======== RECORDS PROVIDED

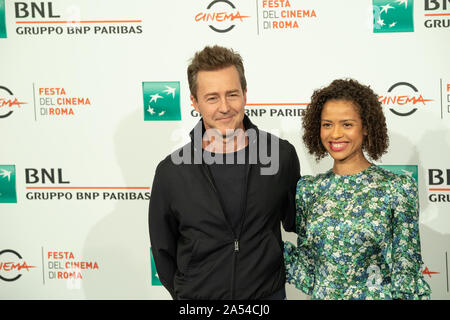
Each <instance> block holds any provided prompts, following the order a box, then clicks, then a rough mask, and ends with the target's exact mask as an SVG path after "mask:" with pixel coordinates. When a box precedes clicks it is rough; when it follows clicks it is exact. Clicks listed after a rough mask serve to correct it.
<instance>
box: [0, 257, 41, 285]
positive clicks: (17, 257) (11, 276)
mask: <svg viewBox="0 0 450 320" xmlns="http://www.w3.org/2000/svg"><path fill="white" fill-rule="evenodd" d="M31 268H36V267H35V266H29V265H27V263H26V261H23V258H22V256H21V255H20V254H19V253H18V252H16V251H14V250H11V249H6V250H2V251H0V279H1V280H3V281H8V282H11V281H16V280H17V279H19V278H20V277H21V276H22V272H23V270H26V271H30V269H31Z"/></svg>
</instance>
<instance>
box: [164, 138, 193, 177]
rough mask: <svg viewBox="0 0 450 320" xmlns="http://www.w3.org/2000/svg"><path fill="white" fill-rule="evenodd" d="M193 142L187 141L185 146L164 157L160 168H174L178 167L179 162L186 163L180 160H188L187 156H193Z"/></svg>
mask: <svg viewBox="0 0 450 320" xmlns="http://www.w3.org/2000/svg"><path fill="white" fill-rule="evenodd" d="M191 148H192V142H188V143H186V144H185V145H184V146H182V147H180V148H178V149H176V150H174V151H172V152H171V153H170V154H168V155H167V156H166V157H165V158H164V159H162V160H161V161H160V162H159V164H158V167H157V168H159V169H160V170H167V169H173V168H174V167H178V165H179V164H182V163H185V162H180V161H179V160H186V159H185V158H186V157H189V158H190V157H191Z"/></svg>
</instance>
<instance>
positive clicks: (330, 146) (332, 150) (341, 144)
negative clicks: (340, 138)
mask: <svg viewBox="0 0 450 320" xmlns="http://www.w3.org/2000/svg"><path fill="white" fill-rule="evenodd" d="M329 145H330V149H331V150H332V151H342V150H344V149H345V148H347V145H348V142H329Z"/></svg>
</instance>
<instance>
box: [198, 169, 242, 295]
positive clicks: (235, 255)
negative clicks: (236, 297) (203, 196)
mask: <svg viewBox="0 0 450 320" xmlns="http://www.w3.org/2000/svg"><path fill="white" fill-rule="evenodd" d="M202 166H203V169H204V170H205V171H206V177H207V178H208V181H209V183H210V184H211V186H212V188H213V190H214V193H215V194H216V196H217V199H218V200H219V204H220V209H221V211H222V214H223V216H224V218H225V220H226V222H227V225H228V227H229V228H230V231H231V233H232V235H233V239H234V253H233V261H232V269H231V300H234V299H235V293H234V291H235V281H236V280H235V273H236V256H237V254H238V252H239V236H240V233H241V231H242V227H243V225H244V215H245V210H246V205H245V204H246V203H247V199H246V198H247V197H246V196H245V197H244V199H245V201H244V200H242V201H243V202H244V205H243V206H242V211H243V212H242V214H241V229H240V230H239V236H238V237H236V234H235V232H234V230H233V228H232V227H231V224H230V221H229V220H228V217H227V216H226V214H225V211H224V209H223V205H222V200H220V197H219V193H218V192H217V189H216V186H215V185H214V182H213V181H212V177H211V172H210V171H209V168H208V167H207V166H206V164H204V163H203V164H202ZM248 172H249V170H248V169H247V172H246V175H247V176H246V178H245V183H247V180H248ZM245 189H246V191H245V193H246V194H247V185H245ZM246 194H245V195H246Z"/></svg>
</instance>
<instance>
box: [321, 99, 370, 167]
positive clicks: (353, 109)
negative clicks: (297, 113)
mask: <svg viewBox="0 0 450 320" xmlns="http://www.w3.org/2000/svg"><path fill="white" fill-rule="evenodd" d="M365 135H367V130H366V129H365V128H364V127H363V124H362V120H361V116H360V115H359V112H358V109H357V107H356V106H355V105H354V104H353V102H351V101H348V100H329V101H327V102H326V103H325V105H324V106H323V109H322V115H321V126H320V139H321V141H322V144H323V146H324V147H325V149H326V150H327V151H328V153H329V154H330V155H331V156H332V157H333V159H334V160H335V161H340V162H343V163H344V162H345V163H350V162H351V161H358V160H360V159H361V156H362V157H363V158H364V155H363V152H362V144H363V140H364V136H365Z"/></svg>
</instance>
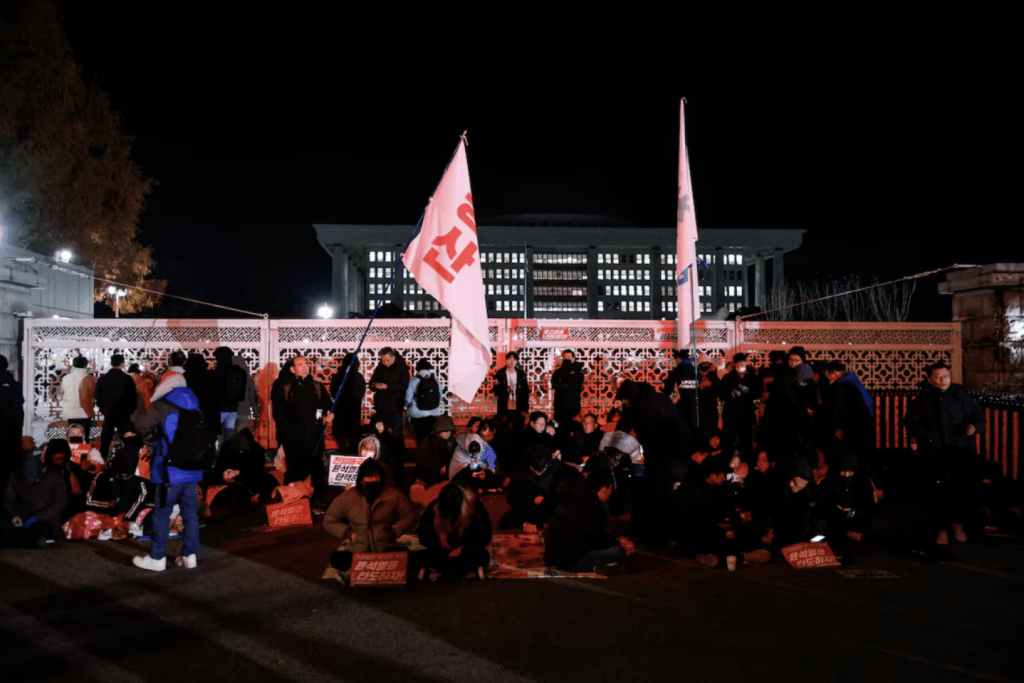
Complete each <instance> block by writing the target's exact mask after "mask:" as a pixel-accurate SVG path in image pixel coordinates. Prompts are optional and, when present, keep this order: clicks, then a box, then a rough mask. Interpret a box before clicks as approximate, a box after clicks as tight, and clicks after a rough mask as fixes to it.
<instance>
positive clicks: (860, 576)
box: [837, 569, 899, 581]
mask: <svg viewBox="0 0 1024 683" xmlns="http://www.w3.org/2000/svg"><path fill="white" fill-rule="evenodd" d="M837 573H841V574H843V575H844V577H846V578H847V579H852V580H853V581H878V580H880V579H899V575H898V574H894V573H893V572H892V571H886V570H884V569H840V570H839V571H838V572H837Z"/></svg>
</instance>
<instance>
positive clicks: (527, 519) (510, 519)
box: [498, 444, 582, 533]
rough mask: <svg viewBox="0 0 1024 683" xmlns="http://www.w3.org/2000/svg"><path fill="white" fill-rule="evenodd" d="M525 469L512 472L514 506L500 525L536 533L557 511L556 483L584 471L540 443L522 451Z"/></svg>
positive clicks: (507, 490)
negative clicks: (569, 466)
mask: <svg viewBox="0 0 1024 683" xmlns="http://www.w3.org/2000/svg"><path fill="white" fill-rule="evenodd" d="M523 456H524V457H523V460H525V462H526V465H527V467H526V469H525V470H523V471H520V472H519V473H517V474H514V475H512V477H511V480H510V481H509V484H508V486H507V487H506V493H507V499H508V503H509V505H510V506H511V509H510V510H509V511H508V512H506V513H505V514H504V515H502V518H501V520H499V522H498V526H499V528H522V529H523V530H524V531H526V532H527V533H536V532H537V530H538V528H539V527H540V526H542V525H544V524H545V523H546V522H547V521H548V519H549V518H550V517H551V513H552V512H554V511H555V507H556V505H557V501H556V499H555V496H554V494H555V487H556V485H557V484H558V482H559V481H560V480H562V479H565V478H581V477H582V475H581V474H580V473H579V472H578V471H577V470H574V469H573V468H571V467H569V466H568V465H563V464H562V461H560V460H558V459H556V458H555V457H554V454H553V453H552V451H551V450H550V449H547V447H545V446H543V445H541V444H534V445H530V446H527V447H526V449H525V451H524V452H523Z"/></svg>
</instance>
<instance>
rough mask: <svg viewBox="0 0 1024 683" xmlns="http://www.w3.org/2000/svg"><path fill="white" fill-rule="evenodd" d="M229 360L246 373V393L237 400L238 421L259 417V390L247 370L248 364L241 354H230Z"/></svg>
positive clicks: (249, 373)
mask: <svg viewBox="0 0 1024 683" xmlns="http://www.w3.org/2000/svg"><path fill="white" fill-rule="evenodd" d="M231 362H232V364H234V365H236V366H238V367H239V368H241V369H242V370H244V371H245V373H246V395H245V396H244V397H243V398H242V400H241V401H239V409H238V419H239V420H240V421H246V422H248V421H249V420H252V419H254V418H258V417H259V391H258V390H257V389H256V381H255V380H254V379H253V376H252V374H251V373H250V372H249V366H247V365H246V361H245V359H244V358H242V357H241V356H238V355H234V356H231Z"/></svg>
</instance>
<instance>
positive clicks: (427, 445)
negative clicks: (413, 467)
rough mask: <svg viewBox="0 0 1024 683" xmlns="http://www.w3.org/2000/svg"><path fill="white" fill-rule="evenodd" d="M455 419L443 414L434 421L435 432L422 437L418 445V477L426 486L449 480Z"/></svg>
mask: <svg viewBox="0 0 1024 683" xmlns="http://www.w3.org/2000/svg"><path fill="white" fill-rule="evenodd" d="M455 446H456V438H455V421H454V420H452V417H451V416H447V415H441V416H439V417H438V418H437V420H436V421H435V422H434V427H433V433H432V434H430V435H429V436H425V437H423V438H422V439H420V442H419V443H418V444H417V446H416V470H415V472H416V479H417V483H419V484H421V485H423V486H424V487H426V488H429V487H430V486H433V485H434V484H436V483H438V482H439V481H447V479H449V475H447V468H449V465H450V464H451V463H452V454H453V453H455Z"/></svg>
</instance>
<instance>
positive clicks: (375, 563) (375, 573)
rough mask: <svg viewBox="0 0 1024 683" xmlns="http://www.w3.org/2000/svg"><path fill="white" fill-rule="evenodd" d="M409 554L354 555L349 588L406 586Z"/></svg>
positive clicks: (367, 553)
mask: <svg viewBox="0 0 1024 683" xmlns="http://www.w3.org/2000/svg"><path fill="white" fill-rule="evenodd" d="M408 565H409V553H354V554H353V555H352V571H351V575H350V578H349V581H348V585H349V586H404V585H406V570H407V568H408Z"/></svg>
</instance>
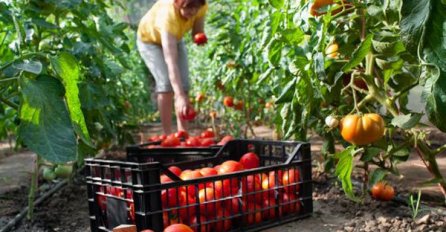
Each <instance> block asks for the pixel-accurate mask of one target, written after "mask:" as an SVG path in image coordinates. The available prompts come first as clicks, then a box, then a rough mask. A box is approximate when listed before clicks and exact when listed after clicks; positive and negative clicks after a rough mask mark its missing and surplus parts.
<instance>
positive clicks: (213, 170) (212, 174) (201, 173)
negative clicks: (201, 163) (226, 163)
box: [200, 167, 218, 176]
mask: <svg viewBox="0 0 446 232" xmlns="http://www.w3.org/2000/svg"><path fill="white" fill-rule="evenodd" d="M200 173H201V175H203V176H215V175H217V174H218V172H217V170H215V169H214V168H210V167H205V168H202V169H200Z"/></svg>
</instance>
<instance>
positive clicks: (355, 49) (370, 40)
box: [342, 34, 373, 73]
mask: <svg viewBox="0 0 446 232" xmlns="http://www.w3.org/2000/svg"><path fill="white" fill-rule="evenodd" d="M372 39H373V35H372V34H369V35H368V36H367V37H366V38H365V40H364V41H362V43H361V45H359V47H358V48H356V49H355V51H354V52H353V54H352V58H351V59H350V60H349V62H348V63H347V64H345V65H344V67H342V71H343V72H344V73H347V72H349V71H350V70H352V68H354V67H356V66H358V65H359V64H360V63H361V62H362V60H364V58H365V57H366V56H367V54H368V53H369V52H370V50H371V48H372Z"/></svg>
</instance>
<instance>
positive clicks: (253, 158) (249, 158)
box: [240, 152, 260, 169]
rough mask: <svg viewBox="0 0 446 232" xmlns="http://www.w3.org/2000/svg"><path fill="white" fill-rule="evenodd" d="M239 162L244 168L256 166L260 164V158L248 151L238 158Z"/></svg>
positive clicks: (257, 155) (245, 168)
mask: <svg viewBox="0 0 446 232" xmlns="http://www.w3.org/2000/svg"><path fill="white" fill-rule="evenodd" d="M240 163H241V164H242V165H243V167H244V168H245V169H251V168H258V167H259V166H260V158H259V156H258V155H257V154H256V153H254V152H248V153H246V154H244V155H243V156H242V157H241V158H240Z"/></svg>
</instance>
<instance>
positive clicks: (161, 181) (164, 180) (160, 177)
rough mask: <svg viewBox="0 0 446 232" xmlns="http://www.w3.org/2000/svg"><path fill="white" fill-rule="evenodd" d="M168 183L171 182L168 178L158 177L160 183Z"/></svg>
mask: <svg viewBox="0 0 446 232" xmlns="http://www.w3.org/2000/svg"><path fill="white" fill-rule="evenodd" d="M169 182H172V179H170V177H168V176H166V175H164V174H163V175H161V176H160V183H169Z"/></svg>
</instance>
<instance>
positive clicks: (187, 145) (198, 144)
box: [186, 137, 201, 147]
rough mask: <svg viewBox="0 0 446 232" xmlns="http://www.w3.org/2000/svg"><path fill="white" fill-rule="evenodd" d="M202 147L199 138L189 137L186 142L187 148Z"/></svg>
mask: <svg viewBox="0 0 446 232" xmlns="http://www.w3.org/2000/svg"><path fill="white" fill-rule="evenodd" d="M200 145H201V143H200V139H199V138H197V137H189V138H188V139H187V140H186V146H187V147H199V146H200Z"/></svg>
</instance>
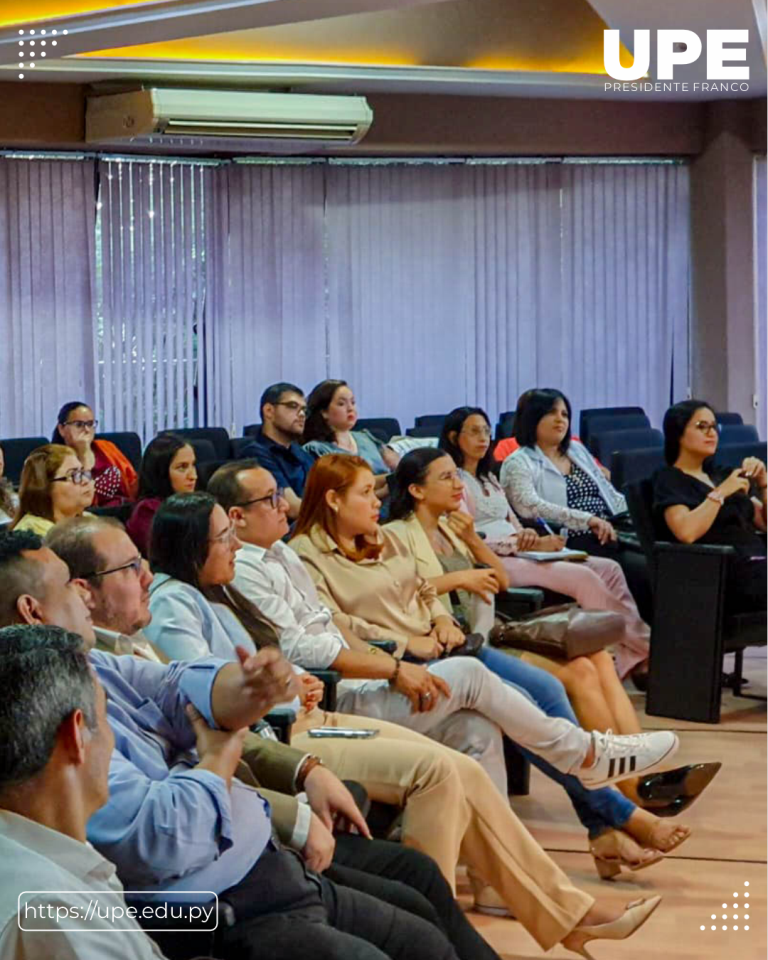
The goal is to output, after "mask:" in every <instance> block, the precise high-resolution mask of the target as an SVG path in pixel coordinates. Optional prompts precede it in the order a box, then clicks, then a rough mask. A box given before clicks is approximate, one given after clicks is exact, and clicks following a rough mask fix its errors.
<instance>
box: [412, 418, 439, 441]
mask: <svg viewBox="0 0 768 960" xmlns="http://www.w3.org/2000/svg"><path fill="white" fill-rule="evenodd" d="M445 417H446V414H444V413H425V414H423V416H421V417H414V419H413V425H414V426H415V427H437V434H436V436H439V434H440V431H441V430H442V429H443V424H444V423H445Z"/></svg>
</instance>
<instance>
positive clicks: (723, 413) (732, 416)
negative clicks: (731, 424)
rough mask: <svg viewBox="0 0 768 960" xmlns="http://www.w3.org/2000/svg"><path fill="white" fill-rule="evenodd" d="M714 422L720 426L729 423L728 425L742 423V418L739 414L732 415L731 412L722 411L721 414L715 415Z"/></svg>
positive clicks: (743, 422) (717, 414)
mask: <svg viewBox="0 0 768 960" xmlns="http://www.w3.org/2000/svg"><path fill="white" fill-rule="evenodd" d="M715 420H717V422H718V423H720V424H723V423H729V424H737V423H744V418H743V417H742V415H741V414H740V413H734V412H733V411H730V410H724V411H722V412H721V413H716V414H715Z"/></svg>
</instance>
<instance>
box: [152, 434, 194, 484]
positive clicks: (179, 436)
mask: <svg viewBox="0 0 768 960" xmlns="http://www.w3.org/2000/svg"><path fill="white" fill-rule="evenodd" d="M182 447H191V448H192V449H193V450H194V447H192V444H191V443H190V442H189V440H186V439H185V438H184V437H180V436H179V435H178V434H176V433H170V432H169V433H160V434H158V435H157V436H156V437H155V438H154V440H150V442H149V443H148V444H147V446H146V449H145V450H144V456H143V457H142V458H141V468H140V469H139V499H140V500H143V499H144V498H145V497H158V498H159V499H161V500H165V498H166V497H170V495H171V494H172V493H173V487H172V486H171V475H170V469H171V461H172V460H173V458H174V457H175V456H176V454H177V453H178V452H179V450H181V448H182Z"/></svg>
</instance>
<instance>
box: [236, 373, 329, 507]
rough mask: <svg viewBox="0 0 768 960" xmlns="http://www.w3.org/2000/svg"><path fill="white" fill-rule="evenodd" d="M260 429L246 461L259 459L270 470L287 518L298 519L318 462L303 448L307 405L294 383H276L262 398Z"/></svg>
mask: <svg viewBox="0 0 768 960" xmlns="http://www.w3.org/2000/svg"><path fill="white" fill-rule="evenodd" d="M260 407H261V421H262V423H261V429H260V430H259V432H258V434H257V435H256V438H255V439H254V442H253V443H252V444H249V445H248V446H247V447H246V448H245V449H244V450H243V457H256V458H257V459H258V461H259V462H260V463H261V465H262V466H263V467H264V468H265V469H267V470H269V472H270V473H271V474H272V476H273V477H274V478H275V480H277V483H278V485H279V486H280V487H281V488H282V490H283V496H284V497H285V499H286V501H287V502H288V516H289V517H291V519H294V518H295V517H297V516H298V515H299V507H300V506H301V497H302V496H303V494H304V483H305V481H306V479H307V474H308V473H309V471H310V470H311V468H312V464H313V463H314V462H315V458H314V457H312V456H311V455H310V454H308V453H307V452H306V451H305V450H304V448H303V447H302V446H301V444H300V443H299V442H298V441H300V440H301V435H302V434H303V433H304V421H305V420H306V417H307V401H306V400H305V399H304V394H303V393H302V392H301V390H300V389H299V388H298V387H295V386H294V385H293V384H292V383H273V384H272V386H271V387H267V389H266V390H265V391H264V393H263V394H262V395H261V402H260Z"/></svg>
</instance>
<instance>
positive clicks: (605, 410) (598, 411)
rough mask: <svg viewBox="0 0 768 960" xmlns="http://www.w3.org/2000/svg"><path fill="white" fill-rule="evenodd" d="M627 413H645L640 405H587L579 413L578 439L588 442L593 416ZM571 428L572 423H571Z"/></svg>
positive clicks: (572, 425) (571, 428)
mask: <svg viewBox="0 0 768 960" xmlns="http://www.w3.org/2000/svg"><path fill="white" fill-rule="evenodd" d="M629 413H643V414H644V413H645V410H643V408H642V407H587V408H586V409H585V410H582V411H581V413H580V414H579V439H580V440H581V442H582V443H584V444H588V443H589V434H590V422H591V421H592V420H594V419H595V417H620V416H624V415H626V414H629ZM571 430H573V424H571Z"/></svg>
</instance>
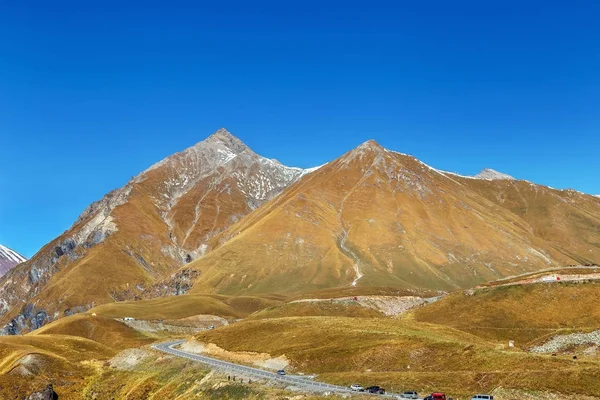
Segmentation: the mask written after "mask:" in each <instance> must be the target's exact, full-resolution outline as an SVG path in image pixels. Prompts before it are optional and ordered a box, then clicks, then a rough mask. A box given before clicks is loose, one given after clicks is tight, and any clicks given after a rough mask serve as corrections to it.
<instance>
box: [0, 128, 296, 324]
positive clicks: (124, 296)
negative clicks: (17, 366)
mask: <svg viewBox="0 0 600 400" xmlns="http://www.w3.org/2000/svg"><path fill="white" fill-rule="evenodd" d="M305 174H306V171H305V170H303V169H301V168H292V167H286V166H284V165H282V164H281V163H279V162H276V161H273V160H270V159H267V158H264V157H261V156H259V155H258V154H256V153H254V152H253V151H252V150H250V149H249V148H248V147H247V146H245V145H244V144H243V142H241V141H240V140H239V139H237V138H236V137H235V136H233V135H231V134H230V133H229V132H228V131H226V130H225V129H219V130H218V131H216V132H215V133H214V134H212V135H211V136H209V137H208V138H206V139H205V140H203V141H201V142H198V143H196V144H195V145H193V146H191V147H189V148H187V149H185V150H183V151H181V152H178V153H175V154H173V155H171V156H169V157H166V158H165V159H163V160H161V161H159V162H158V163H155V164H153V165H152V166H150V167H149V168H148V169H146V170H144V171H142V172H141V173H140V174H138V175H136V176H135V177H134V178H132V179H131V180H130V181H129V182H128V183H127V184H126V185H124V186H123V187H122V188H119V189H115V190H113V191H111V192H109V193H108V194H107V195H106V196H104V197H103V198H102V199H101V200H99V201H96V202H94V203H92V204H91V205H90V206H89V207H87V208H86V209H85V210H84V211H83V212H82V214H81V215H80V216H79V218H78V219H77V220H76V221H75V223H74V224H73V225H72V226H71V228H70V229H69V230H68V231H66V232H65V233H63V234H62V235H60V236H59V237H57V238H56V239H54V240H52V241H51V242H50V243H48V244H47V245H46V246H44V247H43V248H42V249H41V250H40V251H39V252H38V253H37V254H36V255H35V256H34V257H33V258H32V259H31V260H30V261H29V262H28V263H25V265H23V266H20V267H19V268H17V269H16V270H14V269H13V270H12V271H10V272H9V274H8V275H7V276H6V277H5V278H4V279H1V280H0V297H1V298H3V299H4V302H3V303H2V304H0V323H2V324H5V328H4V332H5V333H18V332H22V331H27V330H29V329H35V328H37V327H39V326H41V325H43V324H45V323H46V322H48V321H50V320H54V319H56V318H59V317H60V316H62V315H69V314H70V313H73V312H80V311H82V310H85V309H89V308H91V307H93V306H94V305H95V304H97V303H102V302H109V301H115V300H119V299H124V298H129V297H130V296H131V295H132V294H131V293H132V292H134V291H139V290H142V289H144V288H145V287H147V286H151V285H152V284H154V283H155V282H157V281H159V280H160V279H162V278H164V277H167V276H168V275H169V274H171V273H172V272H175V271H176V270H177V269H178V268H179V267H180V266H182V265H185V264H186V263H188V262H190V261H191V260H192V259H194V258H197V257H199V256H201V255H202V254H204V253H205V252H206V251H208V250H209V248H208V247H207V245H206V242H207V240H208V239H209V238H211V237H212V236H214V235H215V234H216V233H218V232H220V231H222V230H224V229H225V228H226V227H227V226H229V225H230V224H232V223H234V222H235V221H237V220H239V219H240V218H242V217H243V216H245V215H246V214H248V213H249V212H251V211H252V210H254V209H256V208H257V207H259V206H260V205H261V204H262V203H263V202H265V201H267V200H268V199H270V198H272V197H274V196H276V195H277V194H279V192H280V191H281V190H283V189H284V188H285V187H287V186H288V185H289V184H290V182H293V181H295V180H297V179H299V178H300V177H301V176H303V175H305ZM92 288H93V289H92ZM178 290H179V289H177V290H175V291H176V292H177V291H178ZM34 303H35V306H33V304H34ZM23 304H24V305H23ZM17 307H20V308H18V309H17Z"/></svg>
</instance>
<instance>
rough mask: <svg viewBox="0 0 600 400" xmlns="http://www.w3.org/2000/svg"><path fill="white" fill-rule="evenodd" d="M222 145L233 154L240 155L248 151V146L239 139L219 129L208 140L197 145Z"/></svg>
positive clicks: (228, 132)
mask: <svg viewBox="0 0 600 400" xmlns="http://www.w3.org/2000/svg"><path fill="white" fill-rule="evenodd" d="M208 143H212V144H217V143H218V144H222V145H224V146H225V147H227V148H228V149H230V150H231V151H232V152H233V153H234V154H240V153H242V152H244V151H247V150H249V148H248V146H246V145H245V144H244V142H242V141H241V140H240V139H238V138H237V137H235V136H233V135H232V134H231V133H230V132H229V131H228V130H227V129H225V128H221V129H219V130H217V131H216V132H215V133H213V134H212V135H210V136H209V137H208V138H206V139H205V140H203V141H202V142H200V143H198V145H201V144H208Z"/></svg>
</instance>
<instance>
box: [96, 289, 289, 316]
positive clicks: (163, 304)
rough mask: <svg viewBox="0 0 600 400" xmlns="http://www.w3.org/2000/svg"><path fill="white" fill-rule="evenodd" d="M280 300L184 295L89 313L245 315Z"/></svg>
mask: <svg viewBox="0 0 600 400" xmlns="http://www.w3.org/2000/svg"><path fill="white" fill-rule="evenodd" d="M280 303H281V302H280V301H278V300H273V299H268V298H260V297H250V296H241V297H230V296H219V295H182V296H171V297H162V298H156V299H150V300H139V301H126V302H119V303H109V304H104V305H101V306H98V307H96V308H94V309H92V310H90V311H89V313H96V314H97V315H98V316H101V317H107V318H125V317H132V318H136V319H147V320H156V319H164V320H173V319H183V318H188V317H193V316H196V315H217V316H220V317H224V318H243V317H246V316H248V315H250V314H251V313H253V312H255V311H258V310H261V309H263V308H267V307H272V306H275V305H278V304H280Z"/></svg>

================

Rewrite the data from its first line through the line holding "positive clicks: (17, 257) (11, 276)", inclusive, changing "rough mask" to "coarse mask" and leaving everything else unchanged. Leave the pictures out of the result.

Each <instance> block holds any provided prompts, following the order a box, then clicks, then a coarse mask, and ends with the target's exact mask as an SVG path after "mask:" with pixel coordinates. When a box precedes clicks it is rough; when it follows clicks it is exact. Clicks listed after a coarse mask serve to correct it.
<instance>
box: [0, 257, 41, 285]
positive clicks: (17, 257) (11, 276)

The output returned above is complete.